__Goal__
Using the passage on China's AI job market, explain in one to three sentences why China is also developing technologies in fields other than AI.

__Given passage__
..............................
Overall, AI-related jobs such as in the field of voice recognition, image processing, and recommendation algorithms dominated the list of open positions.
The report was based on data from the BossZhipin platform stated that Chinese companies are seeking to integrate AI into the country’s economy this year.
“Artificial intelligence is truly popular in China’s job market, and employers do offer high salary packages,” Ericj Duan, a graduate student at the Beijing Institute of Technology said.
However, Duan admitted that the jobs in the AI sector are not easy, especially for beginners.
While the main focus has been AI, China has been firing on all cylinders in developing other future technologies as well, specifically within the fields of automobile and biotechnology as part of Bejing’s broader push to become a global technology powerhouse.
The Premier of the People’s Republic of China Li Keqiang, at every opportunity, lobbies for more investment in big data and AI. Leaders of Chinese tech giants such a Tencent, Baidu, and Xiaomi too are constantly looking for ways to grow their technology capabilities.
The country also plans to craft legislative frameworks in the AI, cybersecurity, and data privacy space within the next five years, according to local media.
Meanwhile, China’s Occupation Skill Testing Authority (OSTA) in January announced a new list of job titles that are considered officially recognized professions.
..............................
__Provided information__

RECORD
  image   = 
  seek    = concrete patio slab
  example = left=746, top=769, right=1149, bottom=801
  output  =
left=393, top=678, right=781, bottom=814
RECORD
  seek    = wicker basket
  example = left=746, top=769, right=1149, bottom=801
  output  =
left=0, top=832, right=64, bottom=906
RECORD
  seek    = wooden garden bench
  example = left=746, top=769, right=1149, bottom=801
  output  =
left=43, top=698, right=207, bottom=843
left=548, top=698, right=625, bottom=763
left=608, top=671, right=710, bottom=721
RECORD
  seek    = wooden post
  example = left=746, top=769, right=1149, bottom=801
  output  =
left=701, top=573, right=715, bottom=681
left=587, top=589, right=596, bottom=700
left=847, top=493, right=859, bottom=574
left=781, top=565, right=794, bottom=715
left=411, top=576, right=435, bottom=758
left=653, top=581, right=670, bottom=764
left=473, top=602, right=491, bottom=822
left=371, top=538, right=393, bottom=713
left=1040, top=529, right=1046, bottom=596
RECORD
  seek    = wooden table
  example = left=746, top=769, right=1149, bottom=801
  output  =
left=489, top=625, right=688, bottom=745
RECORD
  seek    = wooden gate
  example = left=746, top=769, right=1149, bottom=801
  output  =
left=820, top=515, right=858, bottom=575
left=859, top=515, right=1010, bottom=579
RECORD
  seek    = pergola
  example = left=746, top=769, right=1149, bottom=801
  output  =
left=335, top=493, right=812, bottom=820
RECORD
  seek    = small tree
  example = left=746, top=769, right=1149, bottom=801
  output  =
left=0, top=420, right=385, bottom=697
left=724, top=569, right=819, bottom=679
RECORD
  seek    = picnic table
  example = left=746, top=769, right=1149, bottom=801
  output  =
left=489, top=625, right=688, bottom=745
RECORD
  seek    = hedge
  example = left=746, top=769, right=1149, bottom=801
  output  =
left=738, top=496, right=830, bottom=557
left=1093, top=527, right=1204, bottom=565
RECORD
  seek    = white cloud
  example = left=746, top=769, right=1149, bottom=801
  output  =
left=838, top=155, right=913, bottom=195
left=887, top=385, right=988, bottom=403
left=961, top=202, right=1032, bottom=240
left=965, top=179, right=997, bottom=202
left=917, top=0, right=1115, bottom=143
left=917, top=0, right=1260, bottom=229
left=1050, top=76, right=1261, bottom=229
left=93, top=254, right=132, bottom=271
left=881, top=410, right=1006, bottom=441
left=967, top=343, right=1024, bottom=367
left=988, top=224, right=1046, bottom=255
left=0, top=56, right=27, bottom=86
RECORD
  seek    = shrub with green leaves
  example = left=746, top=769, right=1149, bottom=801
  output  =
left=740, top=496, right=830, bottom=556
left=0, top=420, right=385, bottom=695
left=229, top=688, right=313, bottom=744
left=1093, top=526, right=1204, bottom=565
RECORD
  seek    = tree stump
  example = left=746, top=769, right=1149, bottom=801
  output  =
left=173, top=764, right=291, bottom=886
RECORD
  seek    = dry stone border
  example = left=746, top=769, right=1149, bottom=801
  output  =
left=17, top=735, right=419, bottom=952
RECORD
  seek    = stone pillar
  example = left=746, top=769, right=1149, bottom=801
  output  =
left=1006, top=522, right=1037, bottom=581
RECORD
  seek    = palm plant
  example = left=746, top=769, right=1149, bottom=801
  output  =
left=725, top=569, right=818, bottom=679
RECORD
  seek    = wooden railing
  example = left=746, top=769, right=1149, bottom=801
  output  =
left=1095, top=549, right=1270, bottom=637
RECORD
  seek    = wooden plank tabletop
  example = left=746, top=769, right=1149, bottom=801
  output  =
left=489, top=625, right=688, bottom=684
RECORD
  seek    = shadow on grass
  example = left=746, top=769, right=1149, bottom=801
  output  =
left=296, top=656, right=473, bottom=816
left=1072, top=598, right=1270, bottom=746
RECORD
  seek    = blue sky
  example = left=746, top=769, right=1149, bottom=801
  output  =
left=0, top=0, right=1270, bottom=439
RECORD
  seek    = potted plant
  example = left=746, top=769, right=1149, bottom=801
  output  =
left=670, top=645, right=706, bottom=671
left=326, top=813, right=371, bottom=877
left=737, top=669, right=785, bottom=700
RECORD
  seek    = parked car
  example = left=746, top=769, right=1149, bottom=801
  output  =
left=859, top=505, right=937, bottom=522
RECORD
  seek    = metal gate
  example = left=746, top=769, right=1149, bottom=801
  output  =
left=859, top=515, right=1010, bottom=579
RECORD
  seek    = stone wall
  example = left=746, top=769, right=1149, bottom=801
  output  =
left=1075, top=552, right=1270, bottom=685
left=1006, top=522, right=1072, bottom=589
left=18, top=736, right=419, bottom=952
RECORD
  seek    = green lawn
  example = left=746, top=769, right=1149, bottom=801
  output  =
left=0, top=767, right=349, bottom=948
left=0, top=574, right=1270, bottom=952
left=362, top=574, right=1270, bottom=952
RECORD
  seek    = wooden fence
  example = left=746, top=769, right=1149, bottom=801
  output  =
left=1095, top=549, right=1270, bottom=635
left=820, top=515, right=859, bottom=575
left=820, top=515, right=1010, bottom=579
..............................
__Final answer__
China is developing other future technologies, specifically in the automobile and biotechnology fields, as part of Beijing's broader push to become a global technology powerhouse.